### TAREAS POR HACER
(A) Enumera los cuidados que, según el relato sobre la abuela, quien narra le dedicó a ella.
(B) Responde con datos del relato sobre la abuela:
(i) ¿Qué frase dijo la abuela al recibir las galletas?
(ii) ¿Cada cuánto llevaba la abuela a quien narra por un helado o unas galletas?
(iii) ¿Cuántas galletas se comió la abuela?
(C) Continúa el relato sobre la abuela a partir de su última línea.

### FRAGMENTO DEL RELATO

El día de su retorno a su casa, me levanté temprano, fui a hacer algunas compras para que se las llevara. En el trayecto, recordé que mi abuelita, cuando era pequeña, me llevaba cada mes por un helado o unas galletas. Así que, pasé por una panadería, y al tomar el café de la tarde, se las entregué, se sorprendió me miró y me dijo:
— Te voy a extrañar.
De pronto, esa frase validó cada segundo que dediqué en cuidarla, en darle su suero, su medicación y su comida. Era todo lo que yo quería, con eso me bastaba.
Mi abuelita solo se comió dos o tres galletas, y le pregunté: — ¿No le gusto?
Mi abuela respondió: — son para ti, tú ya te quedas solita y vas a tener hambre.

(Elementos de datos)

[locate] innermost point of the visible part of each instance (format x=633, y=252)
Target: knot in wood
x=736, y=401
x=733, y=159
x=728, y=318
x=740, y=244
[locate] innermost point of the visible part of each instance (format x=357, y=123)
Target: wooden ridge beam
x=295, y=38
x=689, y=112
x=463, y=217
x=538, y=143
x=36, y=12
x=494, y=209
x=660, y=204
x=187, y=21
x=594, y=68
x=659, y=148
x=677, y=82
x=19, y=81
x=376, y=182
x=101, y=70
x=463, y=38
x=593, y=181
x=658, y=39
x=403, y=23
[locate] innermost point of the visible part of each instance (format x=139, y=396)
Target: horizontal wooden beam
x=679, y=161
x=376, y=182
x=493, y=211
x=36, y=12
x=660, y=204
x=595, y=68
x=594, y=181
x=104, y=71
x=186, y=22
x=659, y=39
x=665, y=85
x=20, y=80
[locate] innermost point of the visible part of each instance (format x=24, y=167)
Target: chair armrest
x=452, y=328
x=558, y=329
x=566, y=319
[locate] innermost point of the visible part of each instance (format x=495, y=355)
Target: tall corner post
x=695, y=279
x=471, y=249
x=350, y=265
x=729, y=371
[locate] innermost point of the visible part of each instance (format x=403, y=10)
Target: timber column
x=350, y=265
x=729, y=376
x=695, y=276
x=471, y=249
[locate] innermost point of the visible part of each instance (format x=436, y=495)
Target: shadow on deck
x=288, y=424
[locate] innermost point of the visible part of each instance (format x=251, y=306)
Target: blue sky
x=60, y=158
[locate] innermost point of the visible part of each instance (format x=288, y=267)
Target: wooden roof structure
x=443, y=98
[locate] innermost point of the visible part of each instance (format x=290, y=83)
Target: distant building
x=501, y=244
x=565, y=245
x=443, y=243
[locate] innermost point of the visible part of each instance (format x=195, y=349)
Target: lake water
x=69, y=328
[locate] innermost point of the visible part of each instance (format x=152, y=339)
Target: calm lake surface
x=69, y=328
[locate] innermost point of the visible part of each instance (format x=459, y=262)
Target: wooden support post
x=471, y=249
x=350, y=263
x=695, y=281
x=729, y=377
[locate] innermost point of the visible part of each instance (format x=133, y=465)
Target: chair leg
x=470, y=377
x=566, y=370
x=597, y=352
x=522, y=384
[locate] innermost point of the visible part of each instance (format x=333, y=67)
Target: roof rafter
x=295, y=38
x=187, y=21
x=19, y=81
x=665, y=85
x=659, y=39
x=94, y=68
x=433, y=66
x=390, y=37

### RESPUESTAS
(A) Su suero, su medicación y su comida.

(B)
(i) "Te voy a extrañar."
(ii) Cada mes.
(iii) Dos o tres.

(C)
Yo sonreí (como símbolo de mi gratitud).
Cuando se fue, lloré por una horas, comprender que los padres, los abuelos, la familia van envejeciendo no es nada fácil, así como a los padres no les es fácil el crecimiento de sus hijos. Ellos guardan cada mes para esa caja de galletas, un lápiz de color, el par de zapatos que te hace falta; hacen tantos sacrificios a lo largo de su vida para no comerse ni una galleta. Sin verbalizar, la enseñanza queda demostrada.